### STATED GOAL:
Count the lines in the data below that contain the word "frame". Reply with only the number.
◆ ◆ ◆ ◆ ◆ ◆ ◆
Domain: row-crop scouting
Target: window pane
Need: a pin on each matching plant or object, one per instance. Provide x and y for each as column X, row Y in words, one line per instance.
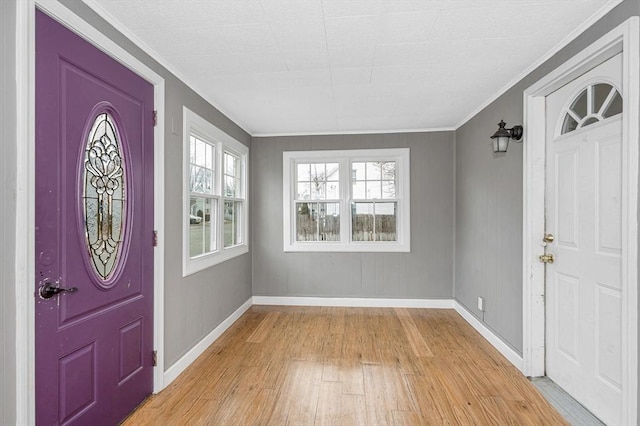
column 374, row 190
column 388, row 189
column 388, row 170
column 304, row 191
column 373, row 221
column 373, row 170
column 201, row 232
column 569, row 124
column 362, row 222
column 306, row 222
column 209, row 157
column 358, row 171
column 229, row 186
column 385, row 226
column 333, row 192
column 329, row 222
column 318, row 172
column 201, row 180
column 333, row 171
column 359, row 190
column 232, row 223
column 304, row 172
column 318, row 222
column 317, row 190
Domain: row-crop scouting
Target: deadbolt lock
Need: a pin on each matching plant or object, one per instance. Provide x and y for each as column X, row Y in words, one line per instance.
column 546, row 258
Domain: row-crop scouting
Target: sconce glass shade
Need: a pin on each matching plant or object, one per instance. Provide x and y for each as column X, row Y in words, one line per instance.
column 501, row 136
column 500, row 144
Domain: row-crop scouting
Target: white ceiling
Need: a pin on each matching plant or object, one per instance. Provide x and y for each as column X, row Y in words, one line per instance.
column 340, row 66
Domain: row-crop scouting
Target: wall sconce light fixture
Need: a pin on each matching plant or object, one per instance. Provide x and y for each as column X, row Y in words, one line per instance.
column 501, row 136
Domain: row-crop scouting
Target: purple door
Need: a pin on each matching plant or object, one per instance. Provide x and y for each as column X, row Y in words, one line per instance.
column 94, row 228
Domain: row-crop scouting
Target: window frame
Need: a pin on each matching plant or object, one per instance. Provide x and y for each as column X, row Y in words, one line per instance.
column 193, row 124
column 345, row 158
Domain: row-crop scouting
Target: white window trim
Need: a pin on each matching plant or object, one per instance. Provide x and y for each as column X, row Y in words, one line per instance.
column 193, row 123
column 345, row 157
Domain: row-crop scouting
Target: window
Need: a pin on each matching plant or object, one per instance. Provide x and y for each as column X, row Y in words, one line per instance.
column 215, row 188
column 355, row 200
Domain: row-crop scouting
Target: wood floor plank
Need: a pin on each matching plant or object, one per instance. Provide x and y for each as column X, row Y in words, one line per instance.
column 348, row 366
column 419, row 346
column 264, row 328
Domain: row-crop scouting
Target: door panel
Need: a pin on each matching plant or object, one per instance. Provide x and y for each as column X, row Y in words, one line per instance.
column 584, row 212
column 94, row 224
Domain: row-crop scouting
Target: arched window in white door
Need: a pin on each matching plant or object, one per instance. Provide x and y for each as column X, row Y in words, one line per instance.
column 595, row 103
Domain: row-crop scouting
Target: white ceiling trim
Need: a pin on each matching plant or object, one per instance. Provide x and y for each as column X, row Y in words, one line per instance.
column 99, row 9
column 111, row 20
column 357, row 132
column 555, row 49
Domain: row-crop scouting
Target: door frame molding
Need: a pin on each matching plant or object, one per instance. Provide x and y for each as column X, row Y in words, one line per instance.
column 623, row 39
column 25, row 194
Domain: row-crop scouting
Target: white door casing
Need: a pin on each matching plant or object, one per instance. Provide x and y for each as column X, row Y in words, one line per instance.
column 584, row 213
column 622, row 39
column 25, row 194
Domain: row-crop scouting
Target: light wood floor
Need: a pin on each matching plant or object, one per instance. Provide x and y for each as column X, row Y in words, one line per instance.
column 348, row 366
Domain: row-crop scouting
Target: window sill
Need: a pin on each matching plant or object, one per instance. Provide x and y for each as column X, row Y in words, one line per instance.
column 200, row 263
column 327, row 247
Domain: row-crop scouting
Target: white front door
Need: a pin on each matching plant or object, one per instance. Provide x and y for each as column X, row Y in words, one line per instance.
column 584, row 215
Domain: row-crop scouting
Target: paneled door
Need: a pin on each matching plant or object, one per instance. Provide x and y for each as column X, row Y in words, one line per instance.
column 94, row 228
column 584, row 220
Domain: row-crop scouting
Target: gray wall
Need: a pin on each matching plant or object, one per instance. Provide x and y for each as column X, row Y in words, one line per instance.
column 8, row 161
column 194, row 305
column 426, row 272
column 489, row 198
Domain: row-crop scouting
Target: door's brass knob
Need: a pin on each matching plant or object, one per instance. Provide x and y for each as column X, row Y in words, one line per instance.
column 546, row 258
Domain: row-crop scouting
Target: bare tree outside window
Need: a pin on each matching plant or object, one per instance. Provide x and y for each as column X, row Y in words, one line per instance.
column 318, row 221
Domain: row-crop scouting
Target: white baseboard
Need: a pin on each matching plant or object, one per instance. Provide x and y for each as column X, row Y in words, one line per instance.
column 354, row 302
column 188, row 358
column 512, row 356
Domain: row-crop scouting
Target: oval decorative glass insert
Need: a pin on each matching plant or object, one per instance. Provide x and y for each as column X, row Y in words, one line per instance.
column 104, row 196
column 595, row 103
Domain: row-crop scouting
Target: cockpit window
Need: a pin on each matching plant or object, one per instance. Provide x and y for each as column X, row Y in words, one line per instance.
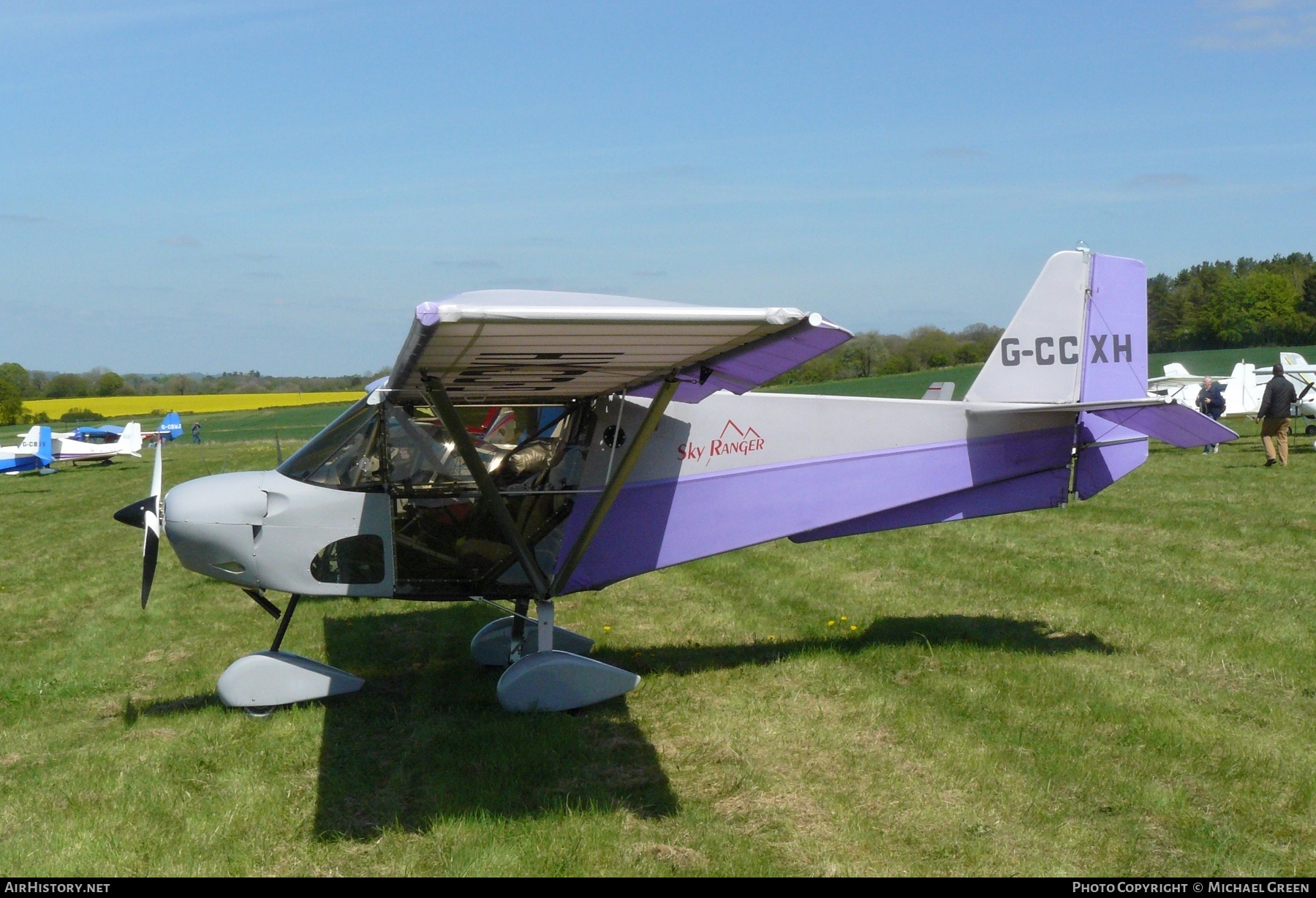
◆ ◆ ◆ ◆ ◆ ◆ ◆
### COMPLETE RESPONSE:
2